**Written problem 1:** In the scene excerpt, set down the passage from "How? How can" to "in the room." word for word.
**Written problem 2:** In the scene excerpt, what name does the Overseer give when she asks Russel for help?

BEGIN Supplied passage

Hi my name is Addison

Russel puts his hand on her face.

RUSSEL

Hi Addison, I’m Russel, remember me? Everything will be ok Addison.

The Overseer seems confused, suddenly starts crying.

OVERSEER

Russel...Russel? Please help me. My name is Sabrina Kern. I don’t know what’s going on anymore.

Russel and Addison hug, both in tears now.

RUSSEL

How? How can I help you? What can I do?

The overseer suddenly, as if in a trance, wakes up and looks at Russel puzzled..Holds out her hand for him.

OVERSEER

Hi, my name is Addison. Who are you?

………

aaand “CUT” – the director yells, his voice slicing through the tension in the room.

Sounds like a scene from a movie with Russell and Sabrina being two thoroughly involved actors and comitted scene partners. Right? They work powerfully off of each other and are incorporating all the notes from the director, some of which they were told just minutes before and there’s a camera man standing just inches from their faces…Except…Not. This is not a movie, there’s no camera man, and one of them is not even an actor. In fact, for one of them this is REAL. Or maybe..just maybe..it’s real for both of them.

END Supplied passage
BEGIN Information given

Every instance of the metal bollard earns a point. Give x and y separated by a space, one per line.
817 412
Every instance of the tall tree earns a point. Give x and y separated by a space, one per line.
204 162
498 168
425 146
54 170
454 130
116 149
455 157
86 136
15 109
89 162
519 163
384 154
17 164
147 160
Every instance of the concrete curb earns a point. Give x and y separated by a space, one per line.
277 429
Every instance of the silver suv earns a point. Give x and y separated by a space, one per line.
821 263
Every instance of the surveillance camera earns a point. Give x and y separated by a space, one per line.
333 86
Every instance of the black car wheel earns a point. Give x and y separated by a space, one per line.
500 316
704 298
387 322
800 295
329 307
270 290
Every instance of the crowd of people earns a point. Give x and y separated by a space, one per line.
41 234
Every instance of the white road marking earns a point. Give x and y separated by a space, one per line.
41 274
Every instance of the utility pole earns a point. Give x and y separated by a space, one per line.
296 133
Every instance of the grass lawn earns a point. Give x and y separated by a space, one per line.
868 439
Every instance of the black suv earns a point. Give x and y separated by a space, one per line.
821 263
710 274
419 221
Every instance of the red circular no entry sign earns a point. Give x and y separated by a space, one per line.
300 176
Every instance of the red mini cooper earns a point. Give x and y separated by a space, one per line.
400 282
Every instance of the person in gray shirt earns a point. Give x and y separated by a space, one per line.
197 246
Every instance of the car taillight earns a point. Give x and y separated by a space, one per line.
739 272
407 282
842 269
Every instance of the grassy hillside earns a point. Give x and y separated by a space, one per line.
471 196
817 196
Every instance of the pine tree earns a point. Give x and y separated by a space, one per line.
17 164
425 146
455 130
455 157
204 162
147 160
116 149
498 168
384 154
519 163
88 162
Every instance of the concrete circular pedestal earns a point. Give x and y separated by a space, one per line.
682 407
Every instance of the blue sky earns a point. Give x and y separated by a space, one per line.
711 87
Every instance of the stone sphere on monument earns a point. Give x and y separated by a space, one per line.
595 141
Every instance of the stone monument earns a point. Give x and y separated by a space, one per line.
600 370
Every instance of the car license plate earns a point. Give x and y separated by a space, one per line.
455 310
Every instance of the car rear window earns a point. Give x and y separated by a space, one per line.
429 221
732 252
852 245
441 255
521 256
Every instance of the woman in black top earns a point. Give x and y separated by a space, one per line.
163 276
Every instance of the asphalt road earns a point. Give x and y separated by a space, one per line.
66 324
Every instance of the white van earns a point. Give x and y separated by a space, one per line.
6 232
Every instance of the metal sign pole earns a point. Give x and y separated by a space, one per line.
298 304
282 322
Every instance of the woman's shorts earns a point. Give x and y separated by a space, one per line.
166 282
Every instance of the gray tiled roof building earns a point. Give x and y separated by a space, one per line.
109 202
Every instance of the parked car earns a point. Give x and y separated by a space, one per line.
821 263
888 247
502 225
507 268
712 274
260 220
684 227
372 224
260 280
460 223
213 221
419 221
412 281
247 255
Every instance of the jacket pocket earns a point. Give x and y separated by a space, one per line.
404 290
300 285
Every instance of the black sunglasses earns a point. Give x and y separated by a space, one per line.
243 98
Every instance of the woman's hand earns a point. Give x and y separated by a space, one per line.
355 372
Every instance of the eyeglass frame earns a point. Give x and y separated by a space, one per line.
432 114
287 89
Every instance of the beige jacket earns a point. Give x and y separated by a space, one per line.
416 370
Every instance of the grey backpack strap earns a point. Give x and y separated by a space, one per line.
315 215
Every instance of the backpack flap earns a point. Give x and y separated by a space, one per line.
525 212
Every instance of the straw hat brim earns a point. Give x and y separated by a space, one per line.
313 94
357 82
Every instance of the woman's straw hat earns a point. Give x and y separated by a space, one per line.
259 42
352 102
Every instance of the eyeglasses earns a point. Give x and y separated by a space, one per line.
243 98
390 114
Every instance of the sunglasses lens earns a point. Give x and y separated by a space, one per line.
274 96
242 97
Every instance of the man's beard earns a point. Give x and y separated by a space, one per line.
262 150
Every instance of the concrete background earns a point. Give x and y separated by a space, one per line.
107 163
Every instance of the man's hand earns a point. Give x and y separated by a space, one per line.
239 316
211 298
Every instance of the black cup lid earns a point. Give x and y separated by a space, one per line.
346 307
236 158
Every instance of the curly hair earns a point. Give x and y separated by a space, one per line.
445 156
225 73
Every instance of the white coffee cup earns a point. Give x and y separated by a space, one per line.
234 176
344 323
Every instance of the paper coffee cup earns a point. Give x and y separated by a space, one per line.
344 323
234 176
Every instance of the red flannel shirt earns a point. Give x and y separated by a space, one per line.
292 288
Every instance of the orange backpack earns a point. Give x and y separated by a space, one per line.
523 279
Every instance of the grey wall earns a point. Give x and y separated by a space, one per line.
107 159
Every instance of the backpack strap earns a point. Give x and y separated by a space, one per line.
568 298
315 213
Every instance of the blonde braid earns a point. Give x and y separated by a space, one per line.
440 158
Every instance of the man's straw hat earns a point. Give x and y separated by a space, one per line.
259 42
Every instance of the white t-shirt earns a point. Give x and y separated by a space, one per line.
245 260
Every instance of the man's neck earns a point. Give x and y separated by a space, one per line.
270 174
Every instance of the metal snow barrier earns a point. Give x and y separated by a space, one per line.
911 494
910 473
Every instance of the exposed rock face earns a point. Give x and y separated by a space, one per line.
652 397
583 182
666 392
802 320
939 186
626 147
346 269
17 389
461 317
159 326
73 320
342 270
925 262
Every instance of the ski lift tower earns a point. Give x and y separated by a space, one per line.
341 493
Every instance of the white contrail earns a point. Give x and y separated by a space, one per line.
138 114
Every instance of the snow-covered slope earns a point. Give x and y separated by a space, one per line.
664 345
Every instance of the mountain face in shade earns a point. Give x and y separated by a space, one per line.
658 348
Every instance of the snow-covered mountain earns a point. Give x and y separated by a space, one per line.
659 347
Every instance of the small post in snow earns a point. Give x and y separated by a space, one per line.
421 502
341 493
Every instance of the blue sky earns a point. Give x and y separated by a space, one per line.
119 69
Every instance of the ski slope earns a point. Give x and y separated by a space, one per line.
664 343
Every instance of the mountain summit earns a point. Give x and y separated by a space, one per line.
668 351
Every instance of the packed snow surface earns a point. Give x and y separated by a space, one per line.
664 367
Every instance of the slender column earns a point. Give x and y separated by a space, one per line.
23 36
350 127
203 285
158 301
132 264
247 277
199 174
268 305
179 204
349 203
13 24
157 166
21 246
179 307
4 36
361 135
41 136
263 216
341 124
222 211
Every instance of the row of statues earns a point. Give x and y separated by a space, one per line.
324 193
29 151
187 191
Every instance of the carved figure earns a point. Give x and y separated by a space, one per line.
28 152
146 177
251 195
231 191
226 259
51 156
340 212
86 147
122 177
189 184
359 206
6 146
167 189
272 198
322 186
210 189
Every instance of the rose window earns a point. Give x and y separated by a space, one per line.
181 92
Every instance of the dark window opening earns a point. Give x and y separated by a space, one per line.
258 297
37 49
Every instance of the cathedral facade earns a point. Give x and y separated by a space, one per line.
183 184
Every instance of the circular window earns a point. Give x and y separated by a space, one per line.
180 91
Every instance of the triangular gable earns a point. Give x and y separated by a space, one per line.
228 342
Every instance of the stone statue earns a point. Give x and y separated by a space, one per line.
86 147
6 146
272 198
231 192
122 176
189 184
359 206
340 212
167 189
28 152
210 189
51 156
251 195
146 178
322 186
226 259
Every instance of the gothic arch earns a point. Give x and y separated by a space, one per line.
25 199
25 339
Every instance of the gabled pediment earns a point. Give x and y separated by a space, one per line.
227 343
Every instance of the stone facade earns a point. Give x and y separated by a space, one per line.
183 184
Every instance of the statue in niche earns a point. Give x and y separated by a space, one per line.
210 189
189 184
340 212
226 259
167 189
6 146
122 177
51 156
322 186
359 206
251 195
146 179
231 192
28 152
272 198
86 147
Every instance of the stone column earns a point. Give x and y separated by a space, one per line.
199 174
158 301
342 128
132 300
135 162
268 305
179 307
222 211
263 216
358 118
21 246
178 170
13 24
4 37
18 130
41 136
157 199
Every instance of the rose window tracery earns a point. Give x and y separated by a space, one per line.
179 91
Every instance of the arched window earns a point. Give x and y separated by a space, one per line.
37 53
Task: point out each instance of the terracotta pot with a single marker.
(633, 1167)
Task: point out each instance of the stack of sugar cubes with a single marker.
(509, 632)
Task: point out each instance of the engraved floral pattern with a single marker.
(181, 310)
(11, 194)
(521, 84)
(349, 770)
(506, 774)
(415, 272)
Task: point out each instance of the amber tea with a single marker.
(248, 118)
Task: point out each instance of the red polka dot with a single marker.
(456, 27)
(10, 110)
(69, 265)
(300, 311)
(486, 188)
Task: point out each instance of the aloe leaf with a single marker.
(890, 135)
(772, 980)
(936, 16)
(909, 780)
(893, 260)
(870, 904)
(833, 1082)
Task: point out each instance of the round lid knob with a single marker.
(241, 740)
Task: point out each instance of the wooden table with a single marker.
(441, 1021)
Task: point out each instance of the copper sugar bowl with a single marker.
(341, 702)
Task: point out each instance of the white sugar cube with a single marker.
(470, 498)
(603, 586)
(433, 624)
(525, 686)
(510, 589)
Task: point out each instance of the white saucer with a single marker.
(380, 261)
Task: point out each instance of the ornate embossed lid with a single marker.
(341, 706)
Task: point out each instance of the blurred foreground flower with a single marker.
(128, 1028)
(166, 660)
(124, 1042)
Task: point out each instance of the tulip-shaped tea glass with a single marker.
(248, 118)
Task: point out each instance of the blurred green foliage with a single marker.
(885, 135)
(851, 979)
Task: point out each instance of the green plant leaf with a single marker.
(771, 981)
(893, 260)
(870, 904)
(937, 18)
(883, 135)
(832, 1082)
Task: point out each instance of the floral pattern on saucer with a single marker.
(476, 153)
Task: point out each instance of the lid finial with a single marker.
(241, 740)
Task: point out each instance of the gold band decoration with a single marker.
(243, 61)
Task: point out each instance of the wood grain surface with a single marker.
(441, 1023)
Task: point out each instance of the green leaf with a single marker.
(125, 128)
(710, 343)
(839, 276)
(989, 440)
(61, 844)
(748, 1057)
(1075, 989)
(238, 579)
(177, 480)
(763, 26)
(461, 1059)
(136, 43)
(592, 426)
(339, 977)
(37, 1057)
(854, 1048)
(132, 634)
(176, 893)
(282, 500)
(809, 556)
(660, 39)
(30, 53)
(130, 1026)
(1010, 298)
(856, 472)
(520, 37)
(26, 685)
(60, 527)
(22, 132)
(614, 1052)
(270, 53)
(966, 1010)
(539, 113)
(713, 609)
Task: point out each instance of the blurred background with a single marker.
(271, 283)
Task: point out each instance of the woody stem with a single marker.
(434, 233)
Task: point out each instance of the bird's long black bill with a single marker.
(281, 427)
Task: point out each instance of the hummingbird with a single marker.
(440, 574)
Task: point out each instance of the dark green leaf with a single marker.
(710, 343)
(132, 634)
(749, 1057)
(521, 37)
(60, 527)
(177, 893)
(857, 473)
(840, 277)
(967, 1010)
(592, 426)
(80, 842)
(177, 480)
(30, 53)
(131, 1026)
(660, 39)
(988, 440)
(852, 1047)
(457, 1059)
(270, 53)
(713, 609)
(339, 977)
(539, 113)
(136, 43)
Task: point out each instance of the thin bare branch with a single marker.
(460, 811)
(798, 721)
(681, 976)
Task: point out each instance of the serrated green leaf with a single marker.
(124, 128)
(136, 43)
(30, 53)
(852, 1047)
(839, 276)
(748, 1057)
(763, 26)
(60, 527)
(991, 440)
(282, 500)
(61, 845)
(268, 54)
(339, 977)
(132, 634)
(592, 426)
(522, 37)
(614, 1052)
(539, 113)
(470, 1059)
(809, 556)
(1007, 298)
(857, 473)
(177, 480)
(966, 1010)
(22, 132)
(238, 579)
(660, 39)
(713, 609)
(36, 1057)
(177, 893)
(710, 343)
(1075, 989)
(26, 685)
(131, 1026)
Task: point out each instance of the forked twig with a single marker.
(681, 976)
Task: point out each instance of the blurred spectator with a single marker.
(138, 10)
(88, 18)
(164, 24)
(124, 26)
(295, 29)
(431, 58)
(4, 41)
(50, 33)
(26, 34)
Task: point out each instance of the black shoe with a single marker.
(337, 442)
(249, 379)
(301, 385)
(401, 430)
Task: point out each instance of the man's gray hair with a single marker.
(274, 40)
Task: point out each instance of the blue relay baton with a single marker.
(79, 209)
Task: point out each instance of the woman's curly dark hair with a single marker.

END Information given

**Correct result 1:**
How? How can I help you? What can I do?

The overseer suddenly, as if in a trance, wakes up and looks at Russel puzzled..Holds out her hand for him.

OVERSEER

Hi, my name is Addison. Who are you?

………

aaand “CUT” – the director yells, his voice slicing through the tension in the room.

**Correct result 2:** Sabrina Kern